_TASK REQUIREMENTS_:
1) In the passage below on the Garmin GI 275, what market segment did Garmin enter?
2) Continue the passage below on the Garmin GI 275, starting after its last sentence.

_PAGE EXCERPT_:
○ ○ ○ ○ ○ ○ ○

1. The Garmin GI 275: Along with a couple of other companies, Garmin dove into the E2C (Experimental to Certified) segment, but it did it the way Garmin usually does, talking about a product’s benefits but avoiding big picture stuff. So when early reports on the GI 275 from just about every other media outlet aviation and otherwise, were ones on just what those features were, it was remarkable to me that they were missing the big picture! this little instrument had just potentially changed the panels of hundreds of thousands of airplanes. And it wasn’t just one instrument, as we described in our initial story on the GI 275, it could do a dozen different things, from driving autopilots to acting as a turn coordinator.

○ ○ ○ ○ ○ ○ ○

_DATA SECTION_:
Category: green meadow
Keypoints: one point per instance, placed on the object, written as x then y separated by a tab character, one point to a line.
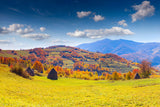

○ ○ ○ ○ ○ ○ ○

_EXPECTED OUTPUTS_:
1) The E2C (Experimental to Certified) segment.

2)
The most dramatic presentation of the GI 275, which I described as a “chameleon,” is its primary attitude indicator functionality, in which it acts as a PFD—with airspeed, vertical speed, attitude, heading, altitude, terrain, traffic and more—all for around $5,000. Is that a lot of money? When it comes to airplanes, it’s hard to say it’s a lot. When it comes to an instrument that will slide into an existing hole in your panel and transform your plane into a modern, PFD-equipped marvel, to say that’s a lot of money is like, well, like arguing against “seat belts or ailerons as excessive and prohibitively expensive technological intrusions into our flying world. And while you’re at it, would you get off my lawn!”